Letters to the Editor
More to Love
In the April issue, one of the letters [Lover of Stones] suggested a future article about the use of stone. I concur with the writer’s solid suggestion.
On a recent visit home to the Granite State, I came across the stone wall depicted in this photo (below). Obviously, this is the work of a modern stone mason.
This wall is on the north side of Merrymeeting Lake, not too far from where the pavement turns to dirt. It can be easily seen from the roadway.
In the event you publish a future article on this topic, I thought these photos might be of interest.
Editor’s Note: Nice to hear from a denizen of another stony state. Thanks for the fun photo. If anyone knows the identity of the mason who made this whimsical overpass, let me know at email@example.com.
I used last year’s list of top doctors to begin my search for a primary care physician as I was in the process of moving to New Hampshire.
No new patients was the constant response to my calls. Then I went to the Concord Hospital site and spent hours pouring over bios of doctors.
Armed with a list of seven or eight, I called their offices. No new patients was the response. Then I called the Concord Hospital referral line and it was confirmed to me that they had no internists who were taking new patients.
It appears that Concord has a serious physician shortage and health crisis. Care to comment anybody?
Thank you for writing, publishing and delivering a magazine dedicated to our beloved native state. In addition to looking forward to reading your magazine each month, we enjoy discussing articles with friends, sampling restaurants and visiting the locations and events you describe. There is so much we love about New Hampshire Magazine.
++++++++++
### Exercise requirements
**A)** Translate this sentence from the letters to the editor into Spanish: "This wall is on the north side of Merrymeeting Lake, not too far from where the pavement turns to dirt."
**B)** According to the letters to the editor, what did the Concord Hospital referral line confirm to the writer who was looking for a primary care physician?
++++++++++
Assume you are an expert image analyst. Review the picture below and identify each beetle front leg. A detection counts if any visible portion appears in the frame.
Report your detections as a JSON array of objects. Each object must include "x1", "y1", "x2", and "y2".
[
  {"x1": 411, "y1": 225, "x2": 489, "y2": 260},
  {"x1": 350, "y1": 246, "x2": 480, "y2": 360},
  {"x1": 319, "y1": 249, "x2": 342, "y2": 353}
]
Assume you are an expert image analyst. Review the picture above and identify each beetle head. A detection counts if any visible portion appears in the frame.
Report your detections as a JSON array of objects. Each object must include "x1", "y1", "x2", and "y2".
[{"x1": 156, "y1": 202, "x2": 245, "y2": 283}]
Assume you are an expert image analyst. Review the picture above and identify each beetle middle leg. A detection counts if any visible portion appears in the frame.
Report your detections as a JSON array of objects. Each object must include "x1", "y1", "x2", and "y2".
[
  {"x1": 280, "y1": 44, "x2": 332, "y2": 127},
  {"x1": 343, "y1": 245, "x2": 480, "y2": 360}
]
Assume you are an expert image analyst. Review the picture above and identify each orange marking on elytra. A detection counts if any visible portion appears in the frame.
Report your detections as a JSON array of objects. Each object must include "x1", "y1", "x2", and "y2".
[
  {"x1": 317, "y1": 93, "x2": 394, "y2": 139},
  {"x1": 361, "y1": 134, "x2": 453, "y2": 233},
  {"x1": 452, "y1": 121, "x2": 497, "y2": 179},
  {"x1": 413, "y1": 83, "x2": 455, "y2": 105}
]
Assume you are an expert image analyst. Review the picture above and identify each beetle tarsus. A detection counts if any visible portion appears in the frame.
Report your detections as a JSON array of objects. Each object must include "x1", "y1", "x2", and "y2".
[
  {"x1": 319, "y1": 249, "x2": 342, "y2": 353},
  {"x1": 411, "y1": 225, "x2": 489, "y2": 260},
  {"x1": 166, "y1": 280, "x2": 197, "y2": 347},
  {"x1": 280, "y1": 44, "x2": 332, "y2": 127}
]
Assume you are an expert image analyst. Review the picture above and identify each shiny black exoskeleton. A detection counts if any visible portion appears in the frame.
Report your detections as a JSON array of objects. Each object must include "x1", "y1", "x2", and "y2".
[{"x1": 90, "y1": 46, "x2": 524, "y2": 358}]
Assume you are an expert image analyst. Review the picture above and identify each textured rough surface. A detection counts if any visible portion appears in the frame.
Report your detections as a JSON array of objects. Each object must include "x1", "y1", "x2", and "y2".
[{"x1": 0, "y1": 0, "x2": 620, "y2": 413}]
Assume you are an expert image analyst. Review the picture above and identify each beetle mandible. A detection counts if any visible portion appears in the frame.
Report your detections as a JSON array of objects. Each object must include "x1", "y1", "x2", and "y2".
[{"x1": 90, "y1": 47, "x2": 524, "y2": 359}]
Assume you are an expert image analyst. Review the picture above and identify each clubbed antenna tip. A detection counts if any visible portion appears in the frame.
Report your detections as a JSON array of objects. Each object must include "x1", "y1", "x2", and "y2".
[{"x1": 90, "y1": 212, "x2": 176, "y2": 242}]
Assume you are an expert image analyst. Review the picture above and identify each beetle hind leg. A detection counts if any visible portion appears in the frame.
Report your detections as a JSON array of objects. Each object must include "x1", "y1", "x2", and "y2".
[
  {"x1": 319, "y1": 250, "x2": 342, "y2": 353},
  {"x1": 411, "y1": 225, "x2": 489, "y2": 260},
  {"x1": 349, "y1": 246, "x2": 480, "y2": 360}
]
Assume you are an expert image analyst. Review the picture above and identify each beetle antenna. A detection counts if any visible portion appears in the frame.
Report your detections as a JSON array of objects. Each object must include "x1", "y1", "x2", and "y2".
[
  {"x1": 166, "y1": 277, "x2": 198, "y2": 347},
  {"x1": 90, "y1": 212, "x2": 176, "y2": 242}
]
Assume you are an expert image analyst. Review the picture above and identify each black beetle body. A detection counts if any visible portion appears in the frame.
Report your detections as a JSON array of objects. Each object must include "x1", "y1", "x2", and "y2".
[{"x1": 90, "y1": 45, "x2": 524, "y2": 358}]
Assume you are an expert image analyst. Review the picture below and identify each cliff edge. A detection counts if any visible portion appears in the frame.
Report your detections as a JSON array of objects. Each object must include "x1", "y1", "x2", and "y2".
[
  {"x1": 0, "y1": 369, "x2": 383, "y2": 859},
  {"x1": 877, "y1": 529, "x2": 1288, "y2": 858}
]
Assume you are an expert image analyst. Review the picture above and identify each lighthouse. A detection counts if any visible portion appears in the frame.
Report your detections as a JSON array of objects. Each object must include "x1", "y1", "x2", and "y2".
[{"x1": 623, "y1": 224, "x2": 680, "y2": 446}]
++++++++++
### Responses per task
**A)** Este muro está en el lado norte del lago Merrymeeting, no muy lejos de donde el pavimento se convierte en tierra.

**B)** It confirmed that the hospital had no internists who were taking new patients.